- [SET PROBLEM]:
How many lines in the rows below contain the string "hillside"? Treat case as significant and reply with the number alone.
— START —
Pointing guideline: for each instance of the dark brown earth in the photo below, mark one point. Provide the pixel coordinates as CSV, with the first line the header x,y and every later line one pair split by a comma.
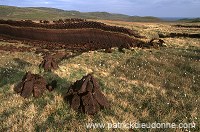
x,y
187,26
32,84
175,35
71,24
80,39
85,96
49,63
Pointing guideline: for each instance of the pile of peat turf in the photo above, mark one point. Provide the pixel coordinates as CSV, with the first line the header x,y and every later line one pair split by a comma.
x,y
31,84
49,63
85,96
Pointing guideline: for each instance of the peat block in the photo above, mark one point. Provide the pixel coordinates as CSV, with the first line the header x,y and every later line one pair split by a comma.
x,y
32,84
85,96
49,63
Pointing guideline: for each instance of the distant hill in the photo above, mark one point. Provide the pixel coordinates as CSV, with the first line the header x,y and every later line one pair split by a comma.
x,y
190,20
37,13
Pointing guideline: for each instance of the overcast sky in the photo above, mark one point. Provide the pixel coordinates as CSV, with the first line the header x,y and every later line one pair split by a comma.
x,y
158,8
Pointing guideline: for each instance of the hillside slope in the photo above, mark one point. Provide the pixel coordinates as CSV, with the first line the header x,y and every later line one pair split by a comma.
x,y
36,13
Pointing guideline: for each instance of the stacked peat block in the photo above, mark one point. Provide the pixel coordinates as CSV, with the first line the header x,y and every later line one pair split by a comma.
x,y
85,96
49,63
31,83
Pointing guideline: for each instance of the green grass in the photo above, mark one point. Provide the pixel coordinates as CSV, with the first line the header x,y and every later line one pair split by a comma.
x,y
42,13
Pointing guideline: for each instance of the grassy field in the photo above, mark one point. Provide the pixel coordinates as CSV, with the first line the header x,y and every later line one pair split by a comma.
x,y
142,85
41,13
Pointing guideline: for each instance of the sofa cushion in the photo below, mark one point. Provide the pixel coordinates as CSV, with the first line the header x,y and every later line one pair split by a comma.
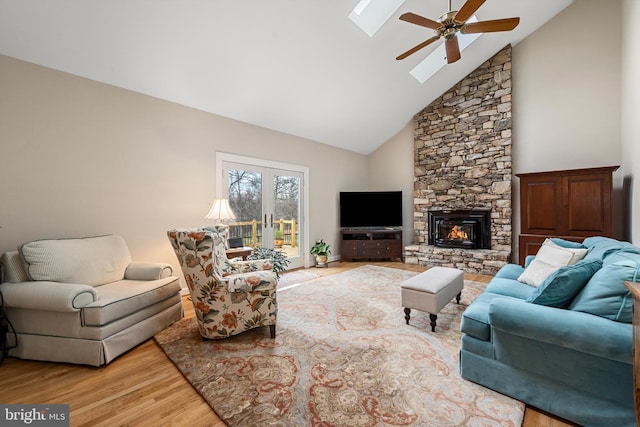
— END —
- [THE REPLY]:
1